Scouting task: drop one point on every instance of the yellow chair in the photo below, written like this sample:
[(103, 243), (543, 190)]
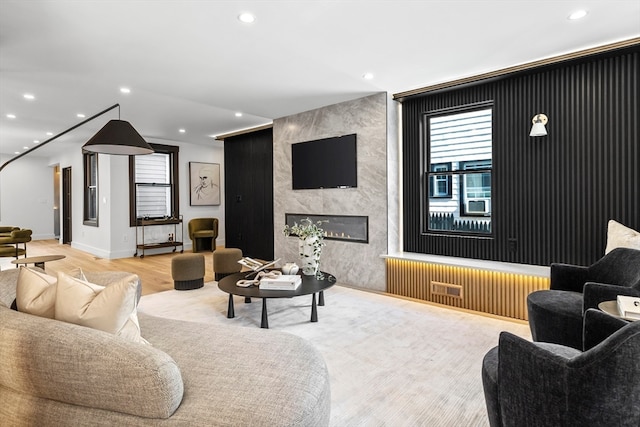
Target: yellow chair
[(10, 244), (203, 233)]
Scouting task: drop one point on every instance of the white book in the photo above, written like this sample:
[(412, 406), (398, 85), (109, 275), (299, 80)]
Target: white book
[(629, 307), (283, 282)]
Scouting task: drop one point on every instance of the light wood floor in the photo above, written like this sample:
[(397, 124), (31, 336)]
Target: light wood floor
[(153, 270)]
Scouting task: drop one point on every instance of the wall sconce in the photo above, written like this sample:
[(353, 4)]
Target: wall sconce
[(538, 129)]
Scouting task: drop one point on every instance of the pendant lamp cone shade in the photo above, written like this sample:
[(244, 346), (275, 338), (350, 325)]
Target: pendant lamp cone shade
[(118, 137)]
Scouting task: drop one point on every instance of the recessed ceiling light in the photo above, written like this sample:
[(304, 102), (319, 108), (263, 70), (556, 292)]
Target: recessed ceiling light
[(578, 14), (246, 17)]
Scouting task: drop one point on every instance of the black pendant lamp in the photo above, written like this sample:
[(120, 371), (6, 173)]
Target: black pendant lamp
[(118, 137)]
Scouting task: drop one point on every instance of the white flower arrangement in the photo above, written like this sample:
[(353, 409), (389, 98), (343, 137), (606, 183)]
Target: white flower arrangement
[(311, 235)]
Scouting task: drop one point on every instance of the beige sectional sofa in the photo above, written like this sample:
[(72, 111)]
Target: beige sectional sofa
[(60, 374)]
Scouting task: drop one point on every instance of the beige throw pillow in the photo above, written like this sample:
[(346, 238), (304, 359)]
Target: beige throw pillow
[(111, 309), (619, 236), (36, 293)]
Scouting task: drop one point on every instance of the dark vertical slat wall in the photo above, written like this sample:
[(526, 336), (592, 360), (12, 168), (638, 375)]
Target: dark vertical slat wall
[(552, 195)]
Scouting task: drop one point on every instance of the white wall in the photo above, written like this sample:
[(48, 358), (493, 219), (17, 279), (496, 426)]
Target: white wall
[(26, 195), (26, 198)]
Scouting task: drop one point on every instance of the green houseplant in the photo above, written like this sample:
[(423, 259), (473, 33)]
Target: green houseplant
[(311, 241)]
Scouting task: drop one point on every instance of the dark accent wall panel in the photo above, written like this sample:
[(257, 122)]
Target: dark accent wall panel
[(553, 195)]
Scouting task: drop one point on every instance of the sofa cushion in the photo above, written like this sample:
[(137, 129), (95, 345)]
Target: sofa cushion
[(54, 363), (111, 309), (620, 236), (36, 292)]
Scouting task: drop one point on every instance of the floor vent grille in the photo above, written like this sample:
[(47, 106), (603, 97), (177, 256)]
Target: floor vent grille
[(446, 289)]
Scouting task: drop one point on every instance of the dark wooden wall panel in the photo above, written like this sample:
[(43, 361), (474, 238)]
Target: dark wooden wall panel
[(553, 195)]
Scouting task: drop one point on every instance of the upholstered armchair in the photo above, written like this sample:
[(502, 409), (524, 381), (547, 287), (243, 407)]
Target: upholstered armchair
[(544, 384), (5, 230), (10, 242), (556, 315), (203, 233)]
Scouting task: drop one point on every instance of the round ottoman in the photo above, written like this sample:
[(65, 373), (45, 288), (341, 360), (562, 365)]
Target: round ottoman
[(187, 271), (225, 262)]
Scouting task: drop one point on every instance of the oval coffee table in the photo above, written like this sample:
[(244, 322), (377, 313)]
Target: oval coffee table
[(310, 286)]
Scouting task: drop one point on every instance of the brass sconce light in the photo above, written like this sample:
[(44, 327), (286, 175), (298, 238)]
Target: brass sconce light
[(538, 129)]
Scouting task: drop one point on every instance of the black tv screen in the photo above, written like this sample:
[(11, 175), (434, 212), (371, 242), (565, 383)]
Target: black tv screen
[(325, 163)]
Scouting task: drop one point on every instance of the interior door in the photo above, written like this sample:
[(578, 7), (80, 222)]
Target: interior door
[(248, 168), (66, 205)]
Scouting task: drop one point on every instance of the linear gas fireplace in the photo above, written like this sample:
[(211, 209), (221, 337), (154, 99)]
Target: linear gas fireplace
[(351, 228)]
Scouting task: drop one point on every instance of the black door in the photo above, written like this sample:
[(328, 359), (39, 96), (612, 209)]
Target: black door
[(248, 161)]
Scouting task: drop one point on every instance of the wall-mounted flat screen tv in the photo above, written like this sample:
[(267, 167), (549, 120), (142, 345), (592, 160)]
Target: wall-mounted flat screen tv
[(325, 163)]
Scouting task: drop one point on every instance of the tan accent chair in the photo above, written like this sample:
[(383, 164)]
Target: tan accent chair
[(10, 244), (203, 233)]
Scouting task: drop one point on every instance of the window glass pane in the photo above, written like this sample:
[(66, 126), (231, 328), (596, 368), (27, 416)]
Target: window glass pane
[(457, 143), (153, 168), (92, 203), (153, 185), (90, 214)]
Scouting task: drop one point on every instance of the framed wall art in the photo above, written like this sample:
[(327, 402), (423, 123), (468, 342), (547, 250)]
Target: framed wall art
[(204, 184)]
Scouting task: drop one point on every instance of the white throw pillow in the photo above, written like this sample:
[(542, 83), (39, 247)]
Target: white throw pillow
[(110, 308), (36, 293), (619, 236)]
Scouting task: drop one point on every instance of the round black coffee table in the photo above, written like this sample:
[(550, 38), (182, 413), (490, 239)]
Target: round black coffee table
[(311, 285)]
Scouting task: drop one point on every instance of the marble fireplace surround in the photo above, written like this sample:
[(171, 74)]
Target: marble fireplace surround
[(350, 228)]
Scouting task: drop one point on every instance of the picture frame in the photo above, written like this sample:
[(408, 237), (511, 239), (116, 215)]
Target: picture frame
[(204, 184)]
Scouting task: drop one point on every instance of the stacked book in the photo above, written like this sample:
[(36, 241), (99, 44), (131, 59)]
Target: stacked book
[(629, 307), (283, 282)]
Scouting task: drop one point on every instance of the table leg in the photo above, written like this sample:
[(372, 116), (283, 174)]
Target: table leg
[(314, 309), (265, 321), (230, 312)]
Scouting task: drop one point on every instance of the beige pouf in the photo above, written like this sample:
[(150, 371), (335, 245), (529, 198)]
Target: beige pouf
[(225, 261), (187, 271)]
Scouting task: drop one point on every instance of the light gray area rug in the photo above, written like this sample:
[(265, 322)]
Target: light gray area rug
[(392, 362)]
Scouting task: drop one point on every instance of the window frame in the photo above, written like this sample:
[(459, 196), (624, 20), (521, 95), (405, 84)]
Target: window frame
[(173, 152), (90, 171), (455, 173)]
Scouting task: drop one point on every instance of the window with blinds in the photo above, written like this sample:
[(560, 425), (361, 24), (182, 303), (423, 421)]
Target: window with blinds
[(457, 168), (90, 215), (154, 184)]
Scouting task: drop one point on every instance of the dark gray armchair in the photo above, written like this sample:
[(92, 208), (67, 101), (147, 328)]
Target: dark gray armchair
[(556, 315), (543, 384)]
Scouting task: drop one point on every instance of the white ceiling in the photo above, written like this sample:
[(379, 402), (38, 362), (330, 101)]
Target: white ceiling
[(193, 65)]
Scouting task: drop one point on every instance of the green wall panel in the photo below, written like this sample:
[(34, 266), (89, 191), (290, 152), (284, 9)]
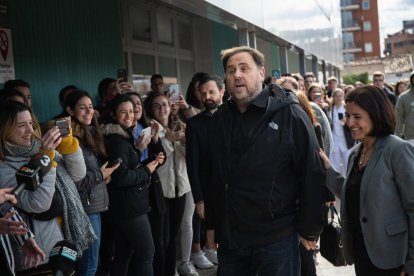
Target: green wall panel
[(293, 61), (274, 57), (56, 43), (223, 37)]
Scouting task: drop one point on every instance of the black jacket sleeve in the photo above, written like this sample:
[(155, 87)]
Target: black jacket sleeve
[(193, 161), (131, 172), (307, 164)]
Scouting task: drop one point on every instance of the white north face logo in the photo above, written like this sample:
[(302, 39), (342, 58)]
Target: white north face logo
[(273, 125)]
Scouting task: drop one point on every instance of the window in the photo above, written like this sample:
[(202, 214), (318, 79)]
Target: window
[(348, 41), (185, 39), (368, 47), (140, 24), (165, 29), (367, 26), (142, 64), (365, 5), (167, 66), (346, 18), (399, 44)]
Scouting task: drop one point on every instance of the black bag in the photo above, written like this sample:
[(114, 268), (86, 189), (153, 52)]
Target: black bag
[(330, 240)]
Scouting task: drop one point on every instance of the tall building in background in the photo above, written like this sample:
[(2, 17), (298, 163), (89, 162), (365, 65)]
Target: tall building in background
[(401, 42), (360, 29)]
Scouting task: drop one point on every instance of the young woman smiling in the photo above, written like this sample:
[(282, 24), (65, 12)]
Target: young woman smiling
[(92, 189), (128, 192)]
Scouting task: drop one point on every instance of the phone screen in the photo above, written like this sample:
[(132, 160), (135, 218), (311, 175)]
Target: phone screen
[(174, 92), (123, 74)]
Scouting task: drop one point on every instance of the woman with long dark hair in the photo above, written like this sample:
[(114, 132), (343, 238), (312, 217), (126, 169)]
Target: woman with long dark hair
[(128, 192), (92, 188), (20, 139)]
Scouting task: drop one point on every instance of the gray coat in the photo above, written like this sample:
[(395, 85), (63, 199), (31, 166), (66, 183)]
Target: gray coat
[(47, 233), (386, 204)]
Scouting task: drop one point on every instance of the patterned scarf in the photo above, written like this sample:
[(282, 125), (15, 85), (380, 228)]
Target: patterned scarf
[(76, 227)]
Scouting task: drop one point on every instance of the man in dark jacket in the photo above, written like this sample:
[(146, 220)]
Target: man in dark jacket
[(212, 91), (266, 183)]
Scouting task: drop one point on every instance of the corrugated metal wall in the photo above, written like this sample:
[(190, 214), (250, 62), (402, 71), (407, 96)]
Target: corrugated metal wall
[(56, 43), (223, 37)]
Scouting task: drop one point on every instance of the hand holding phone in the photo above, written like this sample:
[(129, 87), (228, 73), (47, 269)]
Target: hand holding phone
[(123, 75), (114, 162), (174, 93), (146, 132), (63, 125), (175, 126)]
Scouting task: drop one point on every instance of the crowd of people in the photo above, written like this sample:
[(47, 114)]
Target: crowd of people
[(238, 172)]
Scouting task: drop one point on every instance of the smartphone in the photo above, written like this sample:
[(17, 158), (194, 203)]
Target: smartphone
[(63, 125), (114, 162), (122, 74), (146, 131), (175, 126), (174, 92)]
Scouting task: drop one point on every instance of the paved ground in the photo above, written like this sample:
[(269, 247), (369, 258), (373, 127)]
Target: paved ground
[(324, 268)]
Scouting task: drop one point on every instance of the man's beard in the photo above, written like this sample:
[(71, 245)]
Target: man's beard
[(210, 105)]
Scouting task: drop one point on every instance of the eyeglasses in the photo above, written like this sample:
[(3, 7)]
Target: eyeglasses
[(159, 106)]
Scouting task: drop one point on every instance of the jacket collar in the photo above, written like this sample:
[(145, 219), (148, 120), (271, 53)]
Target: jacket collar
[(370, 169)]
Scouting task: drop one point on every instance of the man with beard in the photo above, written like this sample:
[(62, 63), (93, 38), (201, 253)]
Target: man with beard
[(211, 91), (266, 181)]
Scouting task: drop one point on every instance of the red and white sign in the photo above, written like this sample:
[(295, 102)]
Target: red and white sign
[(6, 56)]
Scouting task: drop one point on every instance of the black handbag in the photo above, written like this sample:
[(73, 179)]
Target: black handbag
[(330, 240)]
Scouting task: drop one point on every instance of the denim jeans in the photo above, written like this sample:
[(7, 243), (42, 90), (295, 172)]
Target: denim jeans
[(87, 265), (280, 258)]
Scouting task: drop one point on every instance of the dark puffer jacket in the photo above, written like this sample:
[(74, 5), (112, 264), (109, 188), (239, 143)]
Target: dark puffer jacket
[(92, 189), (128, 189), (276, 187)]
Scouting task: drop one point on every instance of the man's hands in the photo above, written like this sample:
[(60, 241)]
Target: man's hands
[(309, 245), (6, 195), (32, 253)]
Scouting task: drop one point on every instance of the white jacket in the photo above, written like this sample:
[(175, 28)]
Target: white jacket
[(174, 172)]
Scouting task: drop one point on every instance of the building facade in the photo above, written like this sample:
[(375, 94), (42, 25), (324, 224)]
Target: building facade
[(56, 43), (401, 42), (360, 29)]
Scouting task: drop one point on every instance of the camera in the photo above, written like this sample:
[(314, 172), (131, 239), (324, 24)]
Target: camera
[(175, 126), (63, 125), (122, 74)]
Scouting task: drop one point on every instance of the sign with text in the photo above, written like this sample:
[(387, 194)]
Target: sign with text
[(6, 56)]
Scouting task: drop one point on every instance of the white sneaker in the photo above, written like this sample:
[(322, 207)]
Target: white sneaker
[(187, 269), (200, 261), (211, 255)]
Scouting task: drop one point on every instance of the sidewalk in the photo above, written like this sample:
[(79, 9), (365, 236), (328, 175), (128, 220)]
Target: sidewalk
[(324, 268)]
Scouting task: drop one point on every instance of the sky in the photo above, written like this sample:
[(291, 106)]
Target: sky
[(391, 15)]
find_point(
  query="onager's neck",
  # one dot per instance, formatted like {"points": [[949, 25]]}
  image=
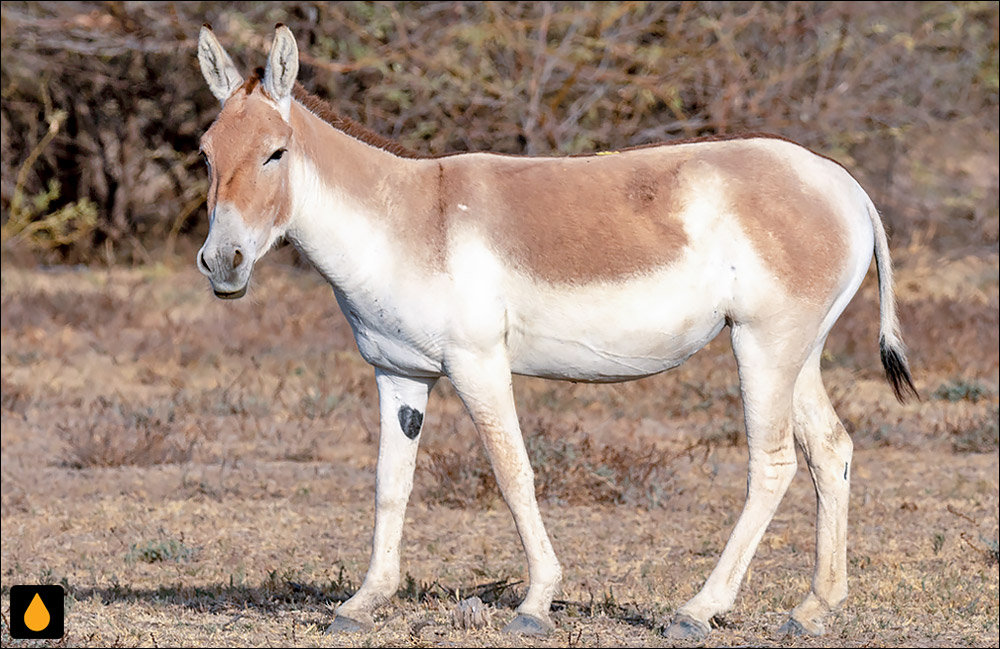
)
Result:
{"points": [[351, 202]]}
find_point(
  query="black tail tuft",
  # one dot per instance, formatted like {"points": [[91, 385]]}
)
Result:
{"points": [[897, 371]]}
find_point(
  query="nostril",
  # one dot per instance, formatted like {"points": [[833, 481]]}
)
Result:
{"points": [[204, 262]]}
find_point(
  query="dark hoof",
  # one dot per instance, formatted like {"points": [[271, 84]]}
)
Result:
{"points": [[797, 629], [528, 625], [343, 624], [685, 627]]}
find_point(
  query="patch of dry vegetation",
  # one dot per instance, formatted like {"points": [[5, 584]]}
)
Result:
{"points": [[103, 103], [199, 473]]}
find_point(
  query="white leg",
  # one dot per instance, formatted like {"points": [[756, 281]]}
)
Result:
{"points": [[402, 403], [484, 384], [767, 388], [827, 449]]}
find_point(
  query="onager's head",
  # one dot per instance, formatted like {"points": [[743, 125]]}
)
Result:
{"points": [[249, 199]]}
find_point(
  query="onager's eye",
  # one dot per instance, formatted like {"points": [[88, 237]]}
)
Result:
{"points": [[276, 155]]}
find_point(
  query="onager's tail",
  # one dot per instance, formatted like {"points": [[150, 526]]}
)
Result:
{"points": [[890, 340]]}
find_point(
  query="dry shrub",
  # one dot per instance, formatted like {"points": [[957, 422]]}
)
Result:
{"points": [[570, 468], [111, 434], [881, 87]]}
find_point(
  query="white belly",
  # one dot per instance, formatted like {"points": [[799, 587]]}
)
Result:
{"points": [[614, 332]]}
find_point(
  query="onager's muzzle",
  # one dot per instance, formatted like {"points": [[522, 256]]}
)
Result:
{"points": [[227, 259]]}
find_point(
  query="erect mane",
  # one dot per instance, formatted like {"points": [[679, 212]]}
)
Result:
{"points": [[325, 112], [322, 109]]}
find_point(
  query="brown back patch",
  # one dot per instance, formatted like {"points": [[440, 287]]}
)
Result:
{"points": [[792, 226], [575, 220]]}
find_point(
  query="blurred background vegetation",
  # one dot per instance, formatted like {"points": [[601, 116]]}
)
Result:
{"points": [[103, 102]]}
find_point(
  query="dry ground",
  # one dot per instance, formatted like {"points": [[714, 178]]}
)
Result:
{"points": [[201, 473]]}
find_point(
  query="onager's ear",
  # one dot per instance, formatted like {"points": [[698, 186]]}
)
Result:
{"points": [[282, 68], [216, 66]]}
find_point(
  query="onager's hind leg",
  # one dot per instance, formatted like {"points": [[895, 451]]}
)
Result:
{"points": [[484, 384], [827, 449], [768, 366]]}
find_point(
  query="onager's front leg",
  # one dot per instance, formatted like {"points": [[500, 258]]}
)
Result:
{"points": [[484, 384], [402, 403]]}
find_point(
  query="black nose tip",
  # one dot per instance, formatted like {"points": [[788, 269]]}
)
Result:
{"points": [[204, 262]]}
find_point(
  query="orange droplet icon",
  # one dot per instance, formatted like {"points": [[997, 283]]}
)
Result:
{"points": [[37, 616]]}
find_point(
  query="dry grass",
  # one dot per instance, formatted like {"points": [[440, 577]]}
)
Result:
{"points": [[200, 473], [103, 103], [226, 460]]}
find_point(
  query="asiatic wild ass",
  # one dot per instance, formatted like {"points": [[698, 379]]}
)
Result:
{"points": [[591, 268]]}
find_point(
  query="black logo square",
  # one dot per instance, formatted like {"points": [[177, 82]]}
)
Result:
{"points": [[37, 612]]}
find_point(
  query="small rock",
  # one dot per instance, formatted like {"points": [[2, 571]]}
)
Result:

- - - - -

:: ACTIVITY ::
List, from the entries above, every line in which the word "onager" shows up.

:: EXPECTED ANSWER ::
  query="onager's neck",
  query="onager's head",
  query="onager's eye",
  query="onager's tail",
  query="onager's muzzle",
  query="onager's ear",
  query="onager's hind leg",
  query="onager's front leg",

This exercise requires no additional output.